| READING PASSAGE |
Our Coffee Sourcing Philosophy
Sourcing is the part of coffee you never see, and the part that decides everything else.
By the time a bag of coffee reaches your door, dozens of decisions have already been made on its behalf. Where it was grown. Who picked it. How it was processed and dried. Who got paid, and how much. Which importer brought it across the ocean. Which roaster decided it was worth roasting at all.
We think about that whole chain constantly, because the part that ends up in your cup is the easiest part. The hard part is everything that happens before.
The Standard, Not the Ceiling
Every coffee we carry meets a baseline that doesn't move:
- Specialty grade (80+ on the SCA scale, usually well higher)
- A producer or cooperative we can name
- Cupped and approved by our team before we commit
- Priced to support a real supply chain, not to undercut one
That's the floor. The phrase "specialty grade" appears on a lot of bags from a lot of roasters. For us, it's the starting point, not a finish line.
Why We Don't Touch Commodity Coffee
The commodity coffee market is brutal. Prices are set on global exchanges, often below the cost of production. A farmer growing commodity coffee has no incentive and frequently no financial ability... to invest in quality. They're paid the same whether the picking was careful or careless, whether the fermentation was tracked or improvised.
Specialty coffee inverts that. A producer who invests in better picking, better processing, and tighter quality control gets paid more for the resulting coffee. That premium can change a family farm.
We pay specialty premiums because the only sustainable coffee supply chain is one where the people growing the coffee can earn a real living. That's not a marketing position. It's the actual math of how good coffee gets made.
Primer Paso: When We Stopped Just Buying Coffee
In August 2025, we did something most small roasters never get the chance to do.
We bought a farm. Sort of.
Our partnership with Colombian producer Andres Cardona had been building for a while. When Andres started planning a new farm, he needed equipment to make it run. We bought the equipment. In exchange, he transferred to us a section of his land which was already planted with 2.5 year old coffee shrubs.
We named the plot Primer Paso - "First Steps."
On April 20, 2026, the first harvest landed. Just under 100 kg of coffee. Not a huge volume by any measure, and that's exactly the point. It's small enough that we know every step of what it took to get it here: the soil it grew in, the weather it survived, the pickers who picked it, the patio it dried on, the export paperwork, the customs hold, the truck that finally pulled up to our roastery in Stuart.

| ENTRIES PROVIDED |
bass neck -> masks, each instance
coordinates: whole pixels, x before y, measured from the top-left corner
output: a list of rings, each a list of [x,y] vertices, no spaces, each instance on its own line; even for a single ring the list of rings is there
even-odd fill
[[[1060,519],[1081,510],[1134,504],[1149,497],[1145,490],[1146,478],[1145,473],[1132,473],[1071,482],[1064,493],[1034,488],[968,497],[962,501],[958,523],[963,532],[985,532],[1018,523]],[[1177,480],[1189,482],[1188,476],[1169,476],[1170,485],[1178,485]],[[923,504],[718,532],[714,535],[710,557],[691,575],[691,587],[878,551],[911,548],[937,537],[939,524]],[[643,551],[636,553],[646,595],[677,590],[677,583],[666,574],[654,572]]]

| STATED TASK |
List every requirement that the coffee sourcing page names as the baseline each coffee it carries must meet. None of the material affects the task.

| COMPLETE RESPONSE |
- Specialty grade (80+ on the SCA scale, usually well higher)
- A producer or cooperative we can name
- Cupped and approved by our team before we commit
- Priced to support a real supply chain, not to undercut one